# Record extracts
[BEGIN]
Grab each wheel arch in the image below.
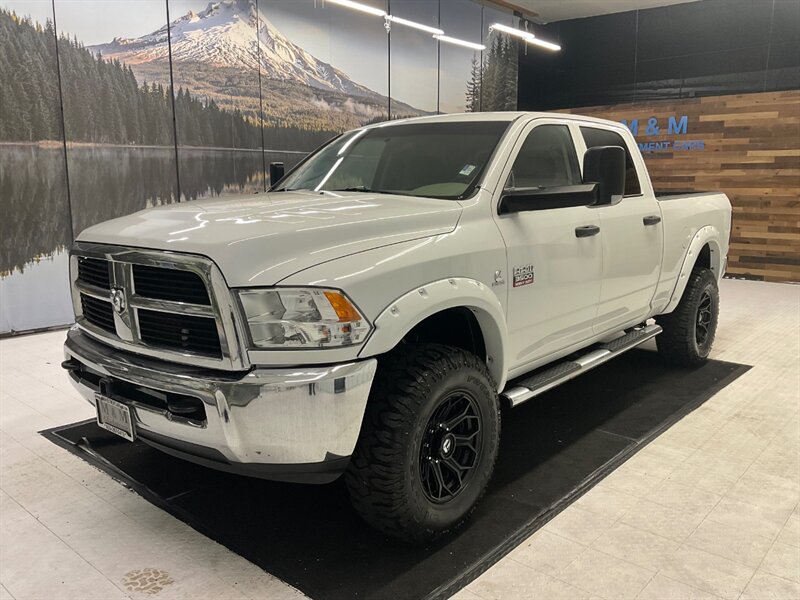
[END]
[BEGIN]
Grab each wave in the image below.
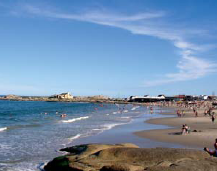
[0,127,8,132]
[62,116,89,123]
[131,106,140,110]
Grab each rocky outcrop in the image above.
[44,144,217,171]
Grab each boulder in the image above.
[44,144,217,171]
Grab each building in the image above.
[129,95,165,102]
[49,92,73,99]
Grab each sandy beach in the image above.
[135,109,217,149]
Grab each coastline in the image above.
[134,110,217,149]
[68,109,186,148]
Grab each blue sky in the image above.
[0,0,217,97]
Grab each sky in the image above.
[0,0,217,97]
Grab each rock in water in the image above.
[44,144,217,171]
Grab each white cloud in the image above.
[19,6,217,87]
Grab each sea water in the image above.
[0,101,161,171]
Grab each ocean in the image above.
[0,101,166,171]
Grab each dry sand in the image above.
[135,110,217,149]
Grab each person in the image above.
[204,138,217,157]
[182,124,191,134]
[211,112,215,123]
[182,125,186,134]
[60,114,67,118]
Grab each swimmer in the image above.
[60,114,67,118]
[END]
# Set problem
Rescale the material from the line with "Grab each boulder in the image above." to the line with "[68,109,186,148]", both ends included, and give those lines again with the requests unchanged and each bounding-box coordinate multiplied by 0.7 and rounded to the nearest whole number, with halves rounded up.

# Completed exercise
Grab each boulder in the image above.
[31,101,152,120]
Grab each building in the image above.
[90,67,116,71]
[34,64,51,69]
Grab each sandy beach in the image above.
[95,76,152,104]
Grab each coastline in the image above.
[94,77,152,104]
[48,76,130,104]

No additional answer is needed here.